→ **Task prompt**
Please output only the lines that run from the line containing "of the backpack" through the end of the material below, exactly.

→ **Task input**
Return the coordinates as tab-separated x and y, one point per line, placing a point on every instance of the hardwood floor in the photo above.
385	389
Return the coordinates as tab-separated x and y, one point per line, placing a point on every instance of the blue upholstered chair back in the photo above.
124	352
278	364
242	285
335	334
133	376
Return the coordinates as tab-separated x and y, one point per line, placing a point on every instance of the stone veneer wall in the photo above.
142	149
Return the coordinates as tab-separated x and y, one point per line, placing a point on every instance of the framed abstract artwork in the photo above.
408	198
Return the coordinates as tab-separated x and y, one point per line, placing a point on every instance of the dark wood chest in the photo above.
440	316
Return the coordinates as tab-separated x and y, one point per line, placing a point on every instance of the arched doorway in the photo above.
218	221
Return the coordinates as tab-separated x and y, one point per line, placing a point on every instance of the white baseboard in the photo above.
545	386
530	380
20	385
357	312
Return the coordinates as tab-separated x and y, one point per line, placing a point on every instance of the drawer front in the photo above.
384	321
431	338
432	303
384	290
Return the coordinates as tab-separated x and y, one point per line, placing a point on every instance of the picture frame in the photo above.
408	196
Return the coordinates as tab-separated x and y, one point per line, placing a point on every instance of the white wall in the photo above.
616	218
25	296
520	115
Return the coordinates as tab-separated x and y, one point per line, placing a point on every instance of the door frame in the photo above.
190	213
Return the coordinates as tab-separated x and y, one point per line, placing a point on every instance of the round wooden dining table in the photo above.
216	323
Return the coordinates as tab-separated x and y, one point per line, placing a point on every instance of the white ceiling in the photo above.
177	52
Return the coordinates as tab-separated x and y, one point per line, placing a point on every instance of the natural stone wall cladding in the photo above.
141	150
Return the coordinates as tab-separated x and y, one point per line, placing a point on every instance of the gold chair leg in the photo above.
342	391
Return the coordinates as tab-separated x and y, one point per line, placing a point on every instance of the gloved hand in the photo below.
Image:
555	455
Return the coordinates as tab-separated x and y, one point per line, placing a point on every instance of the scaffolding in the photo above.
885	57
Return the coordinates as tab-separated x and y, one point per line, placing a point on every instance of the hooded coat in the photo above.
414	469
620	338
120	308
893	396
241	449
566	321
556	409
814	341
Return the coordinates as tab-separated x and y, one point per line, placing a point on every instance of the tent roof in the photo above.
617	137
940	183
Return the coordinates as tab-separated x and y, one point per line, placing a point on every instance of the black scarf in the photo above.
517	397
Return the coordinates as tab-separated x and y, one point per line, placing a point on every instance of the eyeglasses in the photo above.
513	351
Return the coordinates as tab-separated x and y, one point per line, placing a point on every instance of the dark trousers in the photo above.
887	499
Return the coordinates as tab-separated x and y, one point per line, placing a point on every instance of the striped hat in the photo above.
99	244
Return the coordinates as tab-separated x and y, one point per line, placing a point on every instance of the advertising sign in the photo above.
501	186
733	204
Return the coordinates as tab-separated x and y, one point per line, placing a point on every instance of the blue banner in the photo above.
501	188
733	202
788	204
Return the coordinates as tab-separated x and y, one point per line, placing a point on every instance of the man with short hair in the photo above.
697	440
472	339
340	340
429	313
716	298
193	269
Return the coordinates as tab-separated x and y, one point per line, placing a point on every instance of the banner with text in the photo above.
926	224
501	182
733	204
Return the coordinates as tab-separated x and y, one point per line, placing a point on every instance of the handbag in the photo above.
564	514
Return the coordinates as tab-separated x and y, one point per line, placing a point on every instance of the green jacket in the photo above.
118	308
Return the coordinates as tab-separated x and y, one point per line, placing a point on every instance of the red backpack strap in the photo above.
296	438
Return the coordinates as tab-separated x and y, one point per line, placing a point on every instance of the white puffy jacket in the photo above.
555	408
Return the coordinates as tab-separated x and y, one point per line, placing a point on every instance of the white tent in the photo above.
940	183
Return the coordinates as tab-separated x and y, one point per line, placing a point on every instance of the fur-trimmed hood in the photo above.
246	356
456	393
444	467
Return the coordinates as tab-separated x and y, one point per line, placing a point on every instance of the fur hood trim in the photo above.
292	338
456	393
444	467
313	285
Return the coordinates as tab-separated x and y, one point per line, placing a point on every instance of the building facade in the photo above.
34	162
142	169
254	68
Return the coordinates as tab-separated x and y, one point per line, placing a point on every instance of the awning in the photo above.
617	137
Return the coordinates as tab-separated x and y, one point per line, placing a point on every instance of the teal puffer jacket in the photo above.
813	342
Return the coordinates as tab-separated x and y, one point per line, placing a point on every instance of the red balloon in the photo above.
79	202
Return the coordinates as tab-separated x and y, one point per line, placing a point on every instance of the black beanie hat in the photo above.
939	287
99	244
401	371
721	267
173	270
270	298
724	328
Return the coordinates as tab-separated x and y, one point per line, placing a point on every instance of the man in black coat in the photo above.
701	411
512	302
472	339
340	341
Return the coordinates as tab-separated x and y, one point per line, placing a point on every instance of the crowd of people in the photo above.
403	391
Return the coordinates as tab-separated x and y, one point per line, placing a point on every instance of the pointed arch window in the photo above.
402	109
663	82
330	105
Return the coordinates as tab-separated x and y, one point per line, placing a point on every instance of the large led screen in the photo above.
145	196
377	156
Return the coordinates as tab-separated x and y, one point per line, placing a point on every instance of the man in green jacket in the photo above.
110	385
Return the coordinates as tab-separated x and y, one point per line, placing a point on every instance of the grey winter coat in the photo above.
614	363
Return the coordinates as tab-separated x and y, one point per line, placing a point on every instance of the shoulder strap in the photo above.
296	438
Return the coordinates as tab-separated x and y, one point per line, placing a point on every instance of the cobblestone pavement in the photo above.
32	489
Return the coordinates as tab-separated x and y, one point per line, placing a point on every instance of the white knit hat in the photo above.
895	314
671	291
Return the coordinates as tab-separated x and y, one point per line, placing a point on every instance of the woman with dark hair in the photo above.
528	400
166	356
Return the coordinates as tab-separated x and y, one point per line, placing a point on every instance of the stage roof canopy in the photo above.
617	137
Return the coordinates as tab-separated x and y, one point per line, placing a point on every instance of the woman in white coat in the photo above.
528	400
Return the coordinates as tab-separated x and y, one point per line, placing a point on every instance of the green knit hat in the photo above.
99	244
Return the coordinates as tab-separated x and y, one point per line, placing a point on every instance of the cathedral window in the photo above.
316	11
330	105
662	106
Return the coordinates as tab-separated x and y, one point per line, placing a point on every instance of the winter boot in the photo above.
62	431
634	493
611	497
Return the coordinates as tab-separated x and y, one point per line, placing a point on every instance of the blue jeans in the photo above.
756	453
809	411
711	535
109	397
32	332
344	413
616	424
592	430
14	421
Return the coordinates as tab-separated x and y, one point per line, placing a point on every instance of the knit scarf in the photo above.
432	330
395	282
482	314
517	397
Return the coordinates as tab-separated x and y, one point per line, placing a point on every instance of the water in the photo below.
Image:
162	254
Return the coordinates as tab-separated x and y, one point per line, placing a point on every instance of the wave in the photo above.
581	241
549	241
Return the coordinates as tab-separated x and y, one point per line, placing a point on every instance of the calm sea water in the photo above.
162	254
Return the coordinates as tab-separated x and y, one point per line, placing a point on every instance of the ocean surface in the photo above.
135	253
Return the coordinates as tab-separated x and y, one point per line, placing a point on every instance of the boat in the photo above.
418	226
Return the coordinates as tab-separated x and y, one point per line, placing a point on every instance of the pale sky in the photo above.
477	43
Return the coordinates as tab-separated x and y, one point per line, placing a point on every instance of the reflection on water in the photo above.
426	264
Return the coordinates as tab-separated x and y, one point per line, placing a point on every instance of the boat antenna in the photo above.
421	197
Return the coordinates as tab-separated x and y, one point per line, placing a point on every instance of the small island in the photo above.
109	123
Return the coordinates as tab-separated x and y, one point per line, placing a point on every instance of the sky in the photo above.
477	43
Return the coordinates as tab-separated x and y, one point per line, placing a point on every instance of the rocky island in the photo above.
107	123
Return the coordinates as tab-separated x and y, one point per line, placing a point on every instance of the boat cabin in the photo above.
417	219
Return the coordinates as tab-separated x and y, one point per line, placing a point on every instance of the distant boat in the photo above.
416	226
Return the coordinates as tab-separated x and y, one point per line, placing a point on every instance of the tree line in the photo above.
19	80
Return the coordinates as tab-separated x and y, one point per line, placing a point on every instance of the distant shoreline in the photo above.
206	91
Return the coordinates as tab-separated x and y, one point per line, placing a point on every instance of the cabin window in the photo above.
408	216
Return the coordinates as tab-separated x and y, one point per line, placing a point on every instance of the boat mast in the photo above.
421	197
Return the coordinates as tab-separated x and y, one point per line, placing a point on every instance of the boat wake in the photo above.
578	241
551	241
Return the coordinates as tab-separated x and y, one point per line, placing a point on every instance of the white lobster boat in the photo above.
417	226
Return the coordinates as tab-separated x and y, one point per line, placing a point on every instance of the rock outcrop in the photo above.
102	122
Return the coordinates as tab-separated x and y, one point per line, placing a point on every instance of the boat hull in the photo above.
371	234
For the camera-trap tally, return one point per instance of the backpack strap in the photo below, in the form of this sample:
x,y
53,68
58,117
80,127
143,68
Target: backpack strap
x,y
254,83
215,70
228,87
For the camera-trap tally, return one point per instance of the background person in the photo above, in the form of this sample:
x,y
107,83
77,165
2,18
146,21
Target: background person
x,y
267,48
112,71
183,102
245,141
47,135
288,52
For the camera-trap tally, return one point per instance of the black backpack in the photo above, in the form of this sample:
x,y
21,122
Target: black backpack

→ **Answer below**
For the camera-trap tally, return one point per instance of the backpack strap in the photo below, in the form of this sample:
x,y
53,68
58,117
80,127
143,68
Target: backpack strap
x,y
254,83
215,70
228,87
For the camera-trap tally, return one point per instance of the background person in the photo above, in the form of this sample:
x,y
107,83
77,165
2,18
146,21
Target: background person
x,y
267,48
112,71
183,102
245,141
47,135
288,52
For the camera-trap tally, return one point per instance of the black backpack in the photo above, in the form of this sample:
x,y
21,122
Target: black backpack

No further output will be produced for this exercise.